#### Document excerpt
▼

Acting without understanding is not yet the fullness of relationship the Lord wants for you. When emotions yank you hither and yon you may begin to agree with those who say you are crazy or neurotic. When you have vague pains that come and go that cannot be diagnosed, you can believe that you may be a hypochondriac. And when you pick up psychological symptoms of depression and spiritual oppression and are unable to explain what you feel and why you feel that way; you can begin to feel there is something drastically wrong with you. Many are the voices who will agree with you. Believing such things can have effects upon your self-image, your sense of self esteem and your sense of worth and belonging as well as your health. Actually, the truth is that there is something wonderfully right with you! You are specially designed to come alongside and lighten someone’s load and we will talk about that in the next blog.
I want to be clear—I am not anti-doctors. You should visit the good doctor and rule out physical causes. But when you have done that and still have unexplainable symptoms…that is when to consider that you may be carrying someone else’s pain. What relief to know you can turn to Jesus and give it to Him to deal with! In our next post I will offer you an optional response to “the crazies!”
Please drop a comment in the box below if something in this post rang true for you.

▲

#### Data under study
▼

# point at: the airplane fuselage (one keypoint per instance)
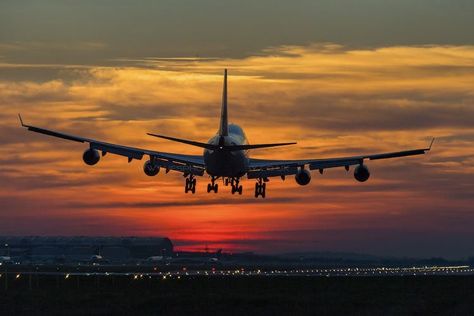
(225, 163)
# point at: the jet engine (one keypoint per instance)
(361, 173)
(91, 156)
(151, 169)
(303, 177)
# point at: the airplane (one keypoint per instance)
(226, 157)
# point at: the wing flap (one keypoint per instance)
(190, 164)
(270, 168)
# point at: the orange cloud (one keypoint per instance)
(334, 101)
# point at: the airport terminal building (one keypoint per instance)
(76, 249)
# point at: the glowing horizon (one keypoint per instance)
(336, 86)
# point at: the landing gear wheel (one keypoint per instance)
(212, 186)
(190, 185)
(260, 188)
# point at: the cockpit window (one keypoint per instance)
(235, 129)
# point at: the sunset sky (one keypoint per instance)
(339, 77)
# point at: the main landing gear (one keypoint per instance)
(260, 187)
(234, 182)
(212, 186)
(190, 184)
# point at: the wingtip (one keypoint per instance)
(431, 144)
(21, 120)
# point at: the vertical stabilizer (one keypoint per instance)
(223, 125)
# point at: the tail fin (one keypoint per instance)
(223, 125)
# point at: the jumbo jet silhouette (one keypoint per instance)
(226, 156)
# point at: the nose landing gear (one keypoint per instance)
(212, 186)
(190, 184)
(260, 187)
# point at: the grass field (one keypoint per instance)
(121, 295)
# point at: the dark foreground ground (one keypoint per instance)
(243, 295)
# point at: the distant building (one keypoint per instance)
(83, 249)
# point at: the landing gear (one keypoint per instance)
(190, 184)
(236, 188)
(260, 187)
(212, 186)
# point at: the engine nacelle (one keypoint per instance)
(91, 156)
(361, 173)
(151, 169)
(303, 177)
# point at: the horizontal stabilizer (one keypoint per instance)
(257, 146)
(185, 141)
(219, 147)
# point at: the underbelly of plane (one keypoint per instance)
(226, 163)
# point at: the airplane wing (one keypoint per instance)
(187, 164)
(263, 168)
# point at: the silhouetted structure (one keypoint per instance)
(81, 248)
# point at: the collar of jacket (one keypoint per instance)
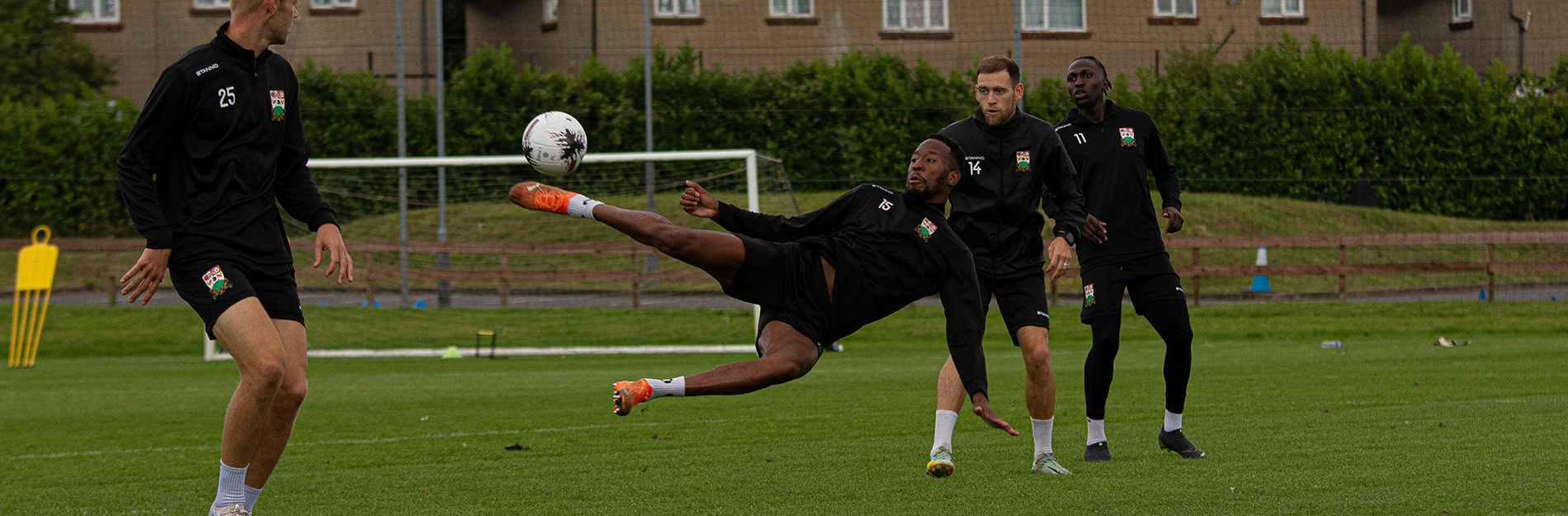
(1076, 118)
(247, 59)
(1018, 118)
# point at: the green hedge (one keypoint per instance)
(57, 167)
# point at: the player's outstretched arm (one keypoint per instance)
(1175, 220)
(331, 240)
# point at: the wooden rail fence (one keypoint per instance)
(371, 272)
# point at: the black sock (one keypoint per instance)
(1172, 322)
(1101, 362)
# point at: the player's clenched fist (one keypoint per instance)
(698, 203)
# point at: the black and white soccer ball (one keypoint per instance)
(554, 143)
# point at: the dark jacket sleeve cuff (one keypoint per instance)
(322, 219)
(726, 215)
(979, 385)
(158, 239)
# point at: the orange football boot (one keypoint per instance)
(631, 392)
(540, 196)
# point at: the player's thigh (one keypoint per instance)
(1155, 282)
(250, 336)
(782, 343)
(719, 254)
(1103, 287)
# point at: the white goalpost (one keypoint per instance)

▲
▼

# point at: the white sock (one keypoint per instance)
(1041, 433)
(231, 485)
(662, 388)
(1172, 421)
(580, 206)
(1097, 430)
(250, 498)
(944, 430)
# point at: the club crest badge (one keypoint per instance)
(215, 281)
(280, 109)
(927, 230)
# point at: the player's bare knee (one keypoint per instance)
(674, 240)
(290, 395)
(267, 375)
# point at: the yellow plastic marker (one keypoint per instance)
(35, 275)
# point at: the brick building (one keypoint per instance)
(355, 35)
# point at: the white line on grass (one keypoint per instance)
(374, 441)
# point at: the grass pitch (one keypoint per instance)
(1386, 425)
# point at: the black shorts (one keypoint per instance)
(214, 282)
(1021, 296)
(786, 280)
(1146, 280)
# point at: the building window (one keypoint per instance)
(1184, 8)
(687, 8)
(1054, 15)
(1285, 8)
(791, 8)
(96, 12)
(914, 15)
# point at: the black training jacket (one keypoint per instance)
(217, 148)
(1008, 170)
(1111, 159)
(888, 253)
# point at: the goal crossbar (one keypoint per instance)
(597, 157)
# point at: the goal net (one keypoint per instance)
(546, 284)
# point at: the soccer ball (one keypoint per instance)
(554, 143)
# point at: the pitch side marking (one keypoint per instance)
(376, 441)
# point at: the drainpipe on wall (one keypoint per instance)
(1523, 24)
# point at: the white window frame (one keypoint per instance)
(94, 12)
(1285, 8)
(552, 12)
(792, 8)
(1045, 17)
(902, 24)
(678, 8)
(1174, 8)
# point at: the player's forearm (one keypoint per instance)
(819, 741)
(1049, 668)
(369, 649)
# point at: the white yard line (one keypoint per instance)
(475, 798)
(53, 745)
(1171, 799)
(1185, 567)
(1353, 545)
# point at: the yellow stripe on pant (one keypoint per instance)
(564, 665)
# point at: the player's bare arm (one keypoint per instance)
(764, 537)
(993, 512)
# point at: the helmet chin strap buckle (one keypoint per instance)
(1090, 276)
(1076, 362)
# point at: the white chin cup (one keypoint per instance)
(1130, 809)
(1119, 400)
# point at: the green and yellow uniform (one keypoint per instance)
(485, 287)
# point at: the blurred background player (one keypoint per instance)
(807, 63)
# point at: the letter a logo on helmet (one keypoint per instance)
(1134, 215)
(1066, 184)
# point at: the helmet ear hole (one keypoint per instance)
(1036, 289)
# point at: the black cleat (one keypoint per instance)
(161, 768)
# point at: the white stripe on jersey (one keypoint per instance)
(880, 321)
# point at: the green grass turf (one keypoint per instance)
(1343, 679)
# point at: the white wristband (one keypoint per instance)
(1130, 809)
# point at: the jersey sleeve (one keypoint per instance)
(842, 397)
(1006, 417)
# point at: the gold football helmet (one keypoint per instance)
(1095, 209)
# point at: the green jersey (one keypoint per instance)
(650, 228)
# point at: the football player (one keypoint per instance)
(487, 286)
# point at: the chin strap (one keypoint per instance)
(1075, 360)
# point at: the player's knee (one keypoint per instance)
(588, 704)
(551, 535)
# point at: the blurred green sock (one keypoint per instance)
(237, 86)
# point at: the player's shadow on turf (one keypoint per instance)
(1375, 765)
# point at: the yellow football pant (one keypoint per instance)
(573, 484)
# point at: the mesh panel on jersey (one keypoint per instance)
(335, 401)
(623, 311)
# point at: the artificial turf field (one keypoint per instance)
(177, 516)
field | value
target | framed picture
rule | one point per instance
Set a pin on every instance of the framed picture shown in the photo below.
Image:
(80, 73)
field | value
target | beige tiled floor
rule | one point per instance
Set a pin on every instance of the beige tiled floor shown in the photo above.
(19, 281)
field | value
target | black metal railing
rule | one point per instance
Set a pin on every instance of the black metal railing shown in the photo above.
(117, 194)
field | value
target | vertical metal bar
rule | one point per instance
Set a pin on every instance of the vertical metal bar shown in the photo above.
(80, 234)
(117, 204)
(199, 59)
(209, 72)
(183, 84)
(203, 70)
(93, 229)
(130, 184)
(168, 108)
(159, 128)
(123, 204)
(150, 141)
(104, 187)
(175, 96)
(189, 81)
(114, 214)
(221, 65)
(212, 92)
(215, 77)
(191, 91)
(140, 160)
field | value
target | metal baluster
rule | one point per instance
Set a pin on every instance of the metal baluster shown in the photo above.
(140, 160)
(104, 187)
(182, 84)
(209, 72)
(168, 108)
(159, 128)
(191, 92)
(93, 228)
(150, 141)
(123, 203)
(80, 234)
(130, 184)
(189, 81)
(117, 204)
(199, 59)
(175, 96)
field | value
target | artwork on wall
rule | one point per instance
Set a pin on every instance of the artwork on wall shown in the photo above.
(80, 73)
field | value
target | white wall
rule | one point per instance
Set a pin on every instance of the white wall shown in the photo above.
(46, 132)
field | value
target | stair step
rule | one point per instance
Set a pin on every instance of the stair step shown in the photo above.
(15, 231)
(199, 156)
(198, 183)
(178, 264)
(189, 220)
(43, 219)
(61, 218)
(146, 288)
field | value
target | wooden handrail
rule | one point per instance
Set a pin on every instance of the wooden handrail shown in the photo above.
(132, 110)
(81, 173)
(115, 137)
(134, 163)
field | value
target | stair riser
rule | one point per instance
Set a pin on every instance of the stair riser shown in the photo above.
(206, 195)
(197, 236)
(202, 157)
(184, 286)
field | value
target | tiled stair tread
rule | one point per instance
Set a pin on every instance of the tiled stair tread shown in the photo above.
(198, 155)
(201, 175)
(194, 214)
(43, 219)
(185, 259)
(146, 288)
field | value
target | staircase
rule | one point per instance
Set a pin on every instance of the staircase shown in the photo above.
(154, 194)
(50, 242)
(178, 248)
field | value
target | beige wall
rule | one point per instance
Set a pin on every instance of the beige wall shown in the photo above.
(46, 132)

▲

#### Task set
a) Repeat the part of the blog post on unexplained symptoms that opens with the words containing "I want to be" and closes with "true for you.".
b) Carry on the blog post on unexplained symptoms from the point where it stops.
You won't need the entries for any of this.

#### Responses by item number
a)
I want to be clear—I am not anti-doctors. You should visit the good doctor and rule out physical causes. But when you have done that and still have unexplainable symptoms…that is when to consider that you may be carrying someone else’s pain. What relief to know you can turn to Jesus and give it to Him to deal with! In our next post I will offer you an optional response to “the crazies!”
Please drop a comment in the box below if something in this post rang true for you.

b)
By Carol Brown, B.A., MA
Educator, administrator, foreign student advisor, mom, pastor’s wife and author of  The Mystery of Spiritual Sensitivity and Highly Sensitive


  1. Carol, this is a fascinating series and I could totally relate to some of those situations. I was a clinical psychologist for more than 30 years and, toward the end, I was really "burned out." Looking back, I think I had probably "absorbed" others' pain much more than I thought I had at the time. Love this series!

    1. Thanks for the validation! I agree, you were probably fuller with other people's stuff than you realized and it took your body a while to clear all that stuff! This understanding made a world of difference for me and I love being able to share it. We serve an amazingly creative God!

    2. Thanks for stopping by Sandra and commenting! I can so relate to getting burned out as a health care provider. Carol series is a blessing!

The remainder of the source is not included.